Return every line of the items below word for word, leaving out the pictures.

[Object location annotation data]
** START **
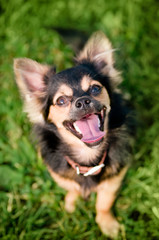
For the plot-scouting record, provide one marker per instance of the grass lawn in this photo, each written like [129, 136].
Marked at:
[31, 204]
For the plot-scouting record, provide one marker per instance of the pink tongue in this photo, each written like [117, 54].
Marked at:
[90, 130]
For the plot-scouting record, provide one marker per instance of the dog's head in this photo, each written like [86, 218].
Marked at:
[77, 100]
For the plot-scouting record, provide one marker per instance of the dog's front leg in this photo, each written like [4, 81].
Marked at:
[106, 194]
[70, 200]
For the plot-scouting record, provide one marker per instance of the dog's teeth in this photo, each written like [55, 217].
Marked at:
[77, 128]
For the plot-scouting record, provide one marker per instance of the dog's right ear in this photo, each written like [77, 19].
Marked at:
[30, 78]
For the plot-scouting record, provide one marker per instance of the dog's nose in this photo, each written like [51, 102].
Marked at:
[82, 103]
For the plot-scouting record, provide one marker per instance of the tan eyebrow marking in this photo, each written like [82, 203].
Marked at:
[85, 83]
[63, 90]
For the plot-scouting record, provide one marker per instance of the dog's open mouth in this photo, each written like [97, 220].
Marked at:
[90, 129]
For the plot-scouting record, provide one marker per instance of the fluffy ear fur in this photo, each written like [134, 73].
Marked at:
[99, 50]
[30, 80]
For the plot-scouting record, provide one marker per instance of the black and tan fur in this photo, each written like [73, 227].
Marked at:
[41, 89]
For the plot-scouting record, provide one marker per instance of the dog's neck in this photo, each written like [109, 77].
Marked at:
[87, 171]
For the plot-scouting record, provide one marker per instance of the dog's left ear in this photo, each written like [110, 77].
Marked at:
[99, 51]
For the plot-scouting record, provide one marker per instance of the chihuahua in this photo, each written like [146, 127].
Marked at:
[82, 125]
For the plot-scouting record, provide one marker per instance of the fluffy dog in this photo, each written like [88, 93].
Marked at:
[82, 125]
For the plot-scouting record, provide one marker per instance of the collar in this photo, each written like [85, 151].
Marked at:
[86, 171]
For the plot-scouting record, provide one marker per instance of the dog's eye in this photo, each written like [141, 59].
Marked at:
[62, 101]
[95, 90]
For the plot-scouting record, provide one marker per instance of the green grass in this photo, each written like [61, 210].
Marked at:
[31, 204]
** END **
**Response below:**
For the plot-scouting record, provide one marker per instance of the grass lawn in this photo, each written like [129, 136].
Marked at:
[31, 204]
For the plot-scouting record, provide one marker per instance of the pink tongue in this photo, each written like [117, 54].
Marked at:
[90, 130]
For the plot-scouting record, provide one marker per instance of the dog's head in this photo, each written like [86, 218].
Marked at:
[77, 100]
For the plot-scouting record, provide one marker per instance of the dog's front leg in this photo, each written like [4, 81].
Marked at:
[106, 194]
[70, 200]
For the plot-scouting record, provide one marker per instance of the dog's teeth in this photo, each written like [55, 217].
Marked at:
[77, 128]
For the plot-scouting record, provide one marker per instance of the dog's right ear in this photo, each written like [77, 19].
Marked at:
[30, 78]
For the plot-scouting record, provide one marker per instance of the dog's nose in this photo, each written like [51, 102].
Marked at:
[82, 103]
For the plot-scouting record, provide one marker per instance of the tan eyebrow marking in this photo, each written like [82, 203].
Marked at:
[85, 83]
[63, 90]
For the plot-scouting record, provide one marker per instance of the dog's open mouth in this photo, each written like [97, 220].
Marked at:
[90, 129]
For the plot-scouting record, provide one marker per instance of the fluffy ear fur in this photo, each written like [134, 73].
Marked at:
[99, 50]
[30, 80]
For the plot-scouting record, provide one marker per instance of the black and tan fur in this photo, each written like [73, 227].
Marked at:
[41, 89]
For the plot-scouting record, provide one marker per instance of the dog's neck in this photo, each written like [109, 77].
Marked at:
[87, 171]
For the plot-scouting record, provide one marker per instance of the dog's left ear in this photo, each written like [110, 77].
Marked at:
[99, 51]
For the plot-scouting record, provide one marker per instance of the chihuahua in this photo, each written like [146, 127].
Marked at:
[82, 125]
For the plot-scouting record, provide one marker per instance of the fluffy dog in this photo, each written like [88, 93].
Marked at:
[82, 125]
For the plot-scouting record, provide one marker per instance of the collar in this photo, each written like [85, 151].
Marked at:
[86, 171]
For the plot-scouting record, provide one marker per instance of the dog's eye in this photo, each written like [141, 59].
Marked at:
[62, 101]
[95, 90]
For the plot-scouting record, provide one marker per instance of the green grass in this photo, each written like [61, 210].
Marked at:
[31, 204]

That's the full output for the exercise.